Task description - Return exactly the span of lines that opens with the line containing "Return one point per instance of the concrete" and closes with the last line of the data, inclusive.
++++ Record extracts ++++
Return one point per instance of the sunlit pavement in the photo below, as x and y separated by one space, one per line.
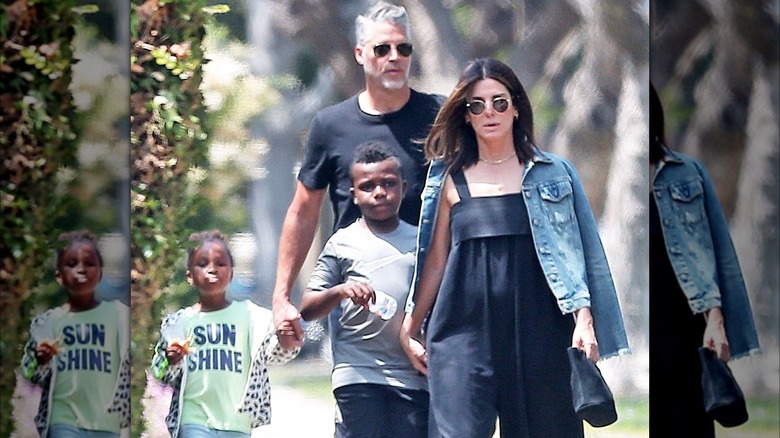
294 415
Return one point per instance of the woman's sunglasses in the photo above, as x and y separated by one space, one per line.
381 50
477 107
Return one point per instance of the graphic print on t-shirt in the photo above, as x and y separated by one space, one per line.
215 348
84 348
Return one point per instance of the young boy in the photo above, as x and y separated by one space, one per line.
79 352
214 353
378 392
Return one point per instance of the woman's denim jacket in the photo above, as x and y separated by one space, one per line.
567 244
700 249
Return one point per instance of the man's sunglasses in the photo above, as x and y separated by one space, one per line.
477 107
381 50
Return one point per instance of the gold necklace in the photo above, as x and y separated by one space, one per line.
497 161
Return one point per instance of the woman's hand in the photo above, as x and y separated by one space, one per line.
715 334
584 336
414 350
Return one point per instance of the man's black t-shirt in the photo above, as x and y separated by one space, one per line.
338 129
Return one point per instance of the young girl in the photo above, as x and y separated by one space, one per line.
79 352
214 353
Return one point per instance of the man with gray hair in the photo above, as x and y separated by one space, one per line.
387 110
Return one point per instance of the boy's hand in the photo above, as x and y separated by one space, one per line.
289 342
414 350
360 293
175 352
44 353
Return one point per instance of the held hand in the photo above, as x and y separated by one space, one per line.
584 336
174 353
360 293
44 353
414 350
288 342
287 321
715 334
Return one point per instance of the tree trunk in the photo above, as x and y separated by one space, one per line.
756 216
624 226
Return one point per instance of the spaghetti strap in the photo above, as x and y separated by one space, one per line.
461 185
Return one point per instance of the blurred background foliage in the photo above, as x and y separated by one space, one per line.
221 94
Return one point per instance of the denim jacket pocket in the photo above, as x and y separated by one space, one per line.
557 201
688 201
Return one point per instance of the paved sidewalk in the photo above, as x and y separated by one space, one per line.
295 415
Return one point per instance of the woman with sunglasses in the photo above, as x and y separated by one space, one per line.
516 269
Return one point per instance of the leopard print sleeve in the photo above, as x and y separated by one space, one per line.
30 368
120 404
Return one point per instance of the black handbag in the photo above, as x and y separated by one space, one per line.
591 397
723 398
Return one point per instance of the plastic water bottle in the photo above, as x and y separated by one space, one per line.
384 307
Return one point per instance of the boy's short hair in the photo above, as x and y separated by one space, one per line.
71 237
201 237
374 152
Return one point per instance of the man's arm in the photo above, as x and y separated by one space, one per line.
300 225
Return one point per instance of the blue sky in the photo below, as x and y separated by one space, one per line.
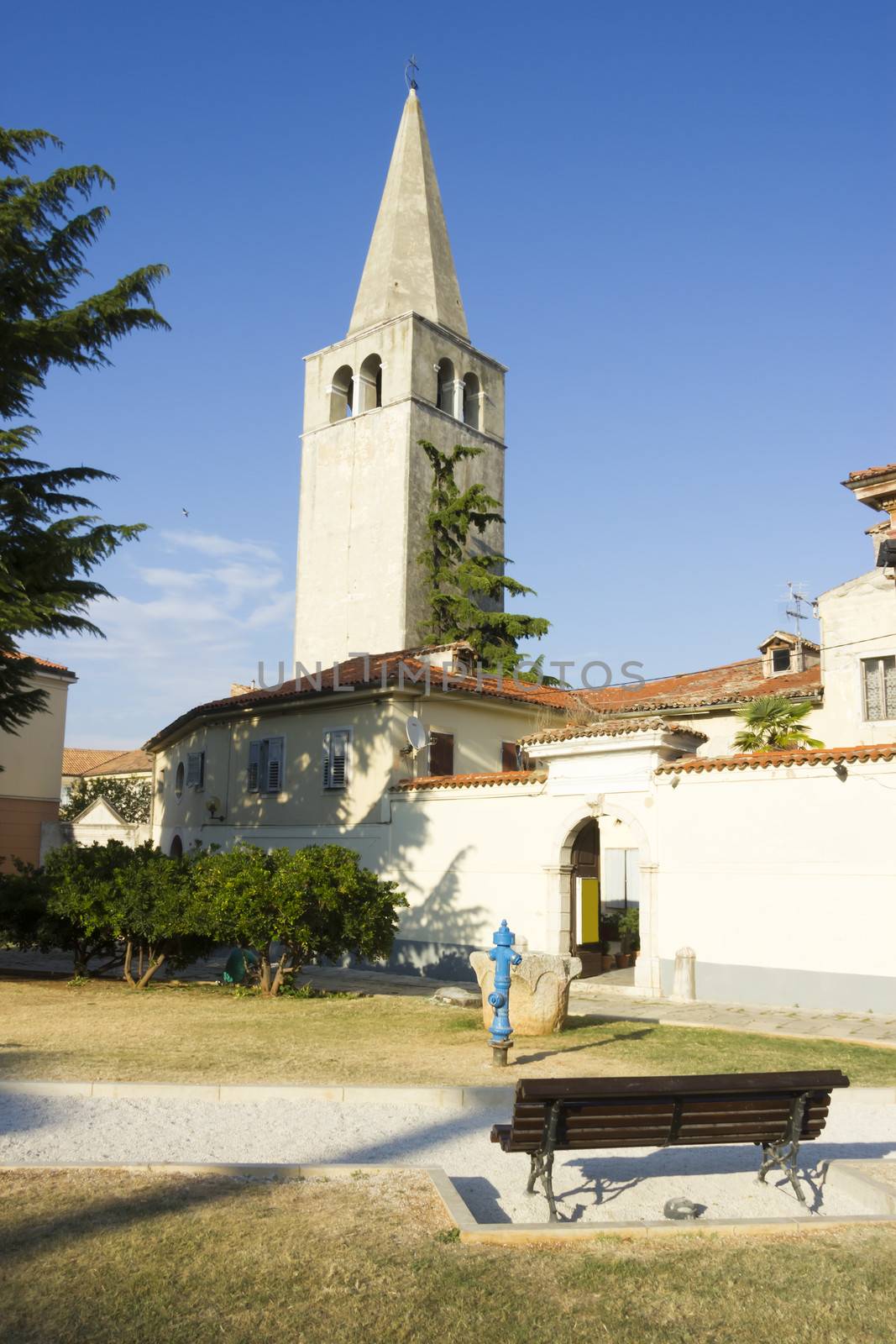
672 221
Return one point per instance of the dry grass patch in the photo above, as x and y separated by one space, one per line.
103 1256
203 1034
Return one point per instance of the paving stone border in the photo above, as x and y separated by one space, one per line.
516 1234
419 1095
466 1097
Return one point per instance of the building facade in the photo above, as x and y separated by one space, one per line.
31 761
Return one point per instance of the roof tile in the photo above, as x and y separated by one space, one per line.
762 759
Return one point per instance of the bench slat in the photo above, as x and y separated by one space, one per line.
688 1085
573 1113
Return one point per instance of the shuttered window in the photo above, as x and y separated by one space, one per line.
879 676
195 769
621 878
441 753
266 765
338 749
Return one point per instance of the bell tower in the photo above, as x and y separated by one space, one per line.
406 371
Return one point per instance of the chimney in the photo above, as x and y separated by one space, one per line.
876 487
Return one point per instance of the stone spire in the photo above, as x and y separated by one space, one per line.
409 264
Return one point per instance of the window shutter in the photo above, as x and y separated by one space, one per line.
441 753
873 689
336 759
889 687
275 765
254 766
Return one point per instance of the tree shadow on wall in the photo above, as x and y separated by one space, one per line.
439 931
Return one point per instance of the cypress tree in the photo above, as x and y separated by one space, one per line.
50 538
466 584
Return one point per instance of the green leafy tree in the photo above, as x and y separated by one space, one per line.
466 586
774 723
123 904
317 902
23 906
156 914
129 797
50 539
81 898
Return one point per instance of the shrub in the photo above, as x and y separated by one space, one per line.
317 902
631 927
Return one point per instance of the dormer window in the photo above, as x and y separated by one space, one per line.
445 387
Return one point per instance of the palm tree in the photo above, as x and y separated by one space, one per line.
774 723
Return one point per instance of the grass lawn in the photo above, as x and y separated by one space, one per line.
203 1034
107 1256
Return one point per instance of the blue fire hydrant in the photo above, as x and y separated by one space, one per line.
504 958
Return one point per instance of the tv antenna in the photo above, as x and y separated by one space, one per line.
797 598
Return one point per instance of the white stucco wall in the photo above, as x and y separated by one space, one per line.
783 882
857 622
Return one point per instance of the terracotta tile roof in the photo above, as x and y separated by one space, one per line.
127 763
762 759
96 761
609 729
42 663
379 669
472 781
869 472
734 683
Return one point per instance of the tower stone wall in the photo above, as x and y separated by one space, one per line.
401 378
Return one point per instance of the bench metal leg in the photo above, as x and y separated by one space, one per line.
542 1162
783 1153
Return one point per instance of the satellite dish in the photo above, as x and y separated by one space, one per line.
416 732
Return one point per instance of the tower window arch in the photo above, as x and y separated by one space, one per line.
472 401
369 380
342 394
445 386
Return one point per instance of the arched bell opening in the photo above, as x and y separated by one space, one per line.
369 380
342 394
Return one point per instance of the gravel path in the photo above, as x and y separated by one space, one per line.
624 1184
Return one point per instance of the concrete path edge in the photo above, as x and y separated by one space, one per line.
495 1234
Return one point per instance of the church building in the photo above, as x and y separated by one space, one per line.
406 371
485 799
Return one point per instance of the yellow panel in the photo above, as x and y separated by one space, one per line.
590 911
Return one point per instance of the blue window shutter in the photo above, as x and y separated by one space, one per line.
254 766
275 765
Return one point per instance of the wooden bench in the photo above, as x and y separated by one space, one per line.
778 1112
++++
Exercise response -
Return one point per instance of the concrete path edge in the photo above, as x and y separated by one space, one per line.
495 1234
Return one point per instance of the church building in the photo above, as x and y separated by one space, one per line.
406 371
485 799
Return one point per instance of the yellow panel in the photo above, as x and y separated by one space, one per line.
590 911
Return one point per instance of the blue window shutter in the photo above, as x and y separated by one space, one per line.
254 766
275 765
Return one point per instance of the wooden bench in the photo above, as x and y separated by one space, one per line.
778 1112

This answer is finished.